● DOCUMENT SECTION:
____

As described above with reference to FIG. 19, when the liquid pressure-feeding mechanism 16 pressurizes and sends the ink, the opening valve unit 80 is inserted into the opening 785 of the communicating tube 781, and thereby the moving member 782 moves to the opening position. Hence, the air existing in the internal flow path of the liquid ejecting unit 40 is discharged along with the inks to the discharge route 76, passes through the opening 824 and the communicating flow path 822 as shown with an arrow in FIG. 23, and reaches the staying space 842 of the opening valve unit 80. The bubbles reaching the staying space 842 permeate through the gas permeable membrane 844 and are discharged to the outside from the discharge port 846. As described above, in the first embodiment, since the gas permeable membrane 844 is disposed to close the communicating flow path 822 of the opening valve unit 80, it is possible to reduce a possibility that the liquid having flowed in the communicating flow path 822 from the discharge route 76 will leak from the opening valve unit 80.

In the first embodiment, since the seal portion 783 seals the gap between the outer circumferential surface of the opening valve unit 80 and the inner circumferential surface of the discharge route 76 (inner circumferential surface of the communicating tube 781), it is possible to reduce a possibility that the ink will leak via the gap between the outer circumferential surface of the opening valve unit 80 and the inner circumferential surface of the discharge route 76. In addition, in the first embodiment, the seal portion 783 is commonly used to seal the gap between the outer circumferential surface of the opening valve unit 80 and the inner circumferential surface of the discharge route 76 and to seal the gap between the moving member 782 and the inner circumferential surface of the discharge route 76. Hence, an advantage is achieved in that a structure of the closing valve 78 is simplified, compared to a configuration of using separate members for both cases of the sealing.

Second Embodiment

The second embodiment of the invention is described. Note that elements having the same effects or functions in configurations which will be described below as those in the first embodiment are assigned with the same reference signs used in the description of the first embodiment, and thus detailed descriptions thereof are appropriately omitted.

____

● DATA EXCERPT:
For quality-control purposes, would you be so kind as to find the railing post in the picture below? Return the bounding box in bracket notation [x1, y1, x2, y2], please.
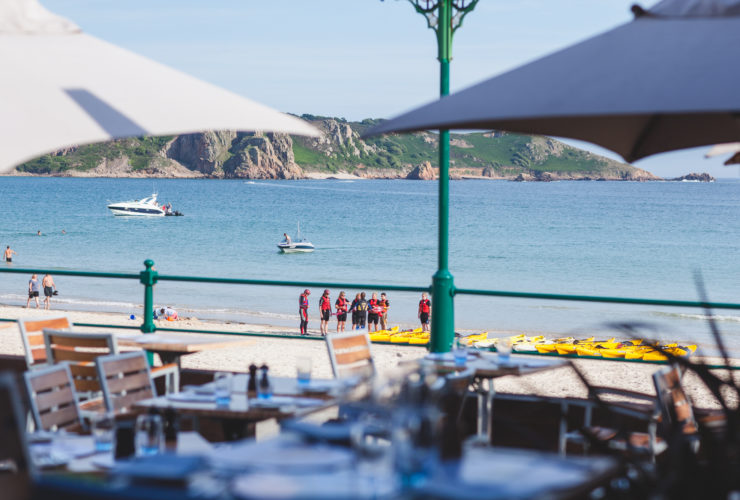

____

● EXERCISE INSTRUCTIONS:
1. In the valve description, rewrite the stretch from "The second embodiment" through "are appropriately omitted.", replacing "reference signs" with "reference numerals".
2. Answer these questions from the valve description:
(a) Through what do the bubbles that reach the staying space 842 permeate?
(b) Because the seal portion 783 serves both sealing purposes, what advantage is achieved?
(c) In the second embodiment, what is assigned to elements that have the same effects or functions as those in the first embodiment?

● ANSWER LIST:
1.
The second embodiment of the invention is described. Note that elements having the same effects or functions in configurations which will be described below as those in the first embodiment are assigned with the same reference numerals used in the description of the first embodiment, and thus detailed descriptions thereof are appropriately omitted.

2.
(a) The bubbles permeate through the gas permeable membrane 844.
(b) The structure of the closing valve 78 is simplified compared with a configuration that uses separate members for each seal.
(c) They are assigned the same reference signs used in the description of the first embodiment.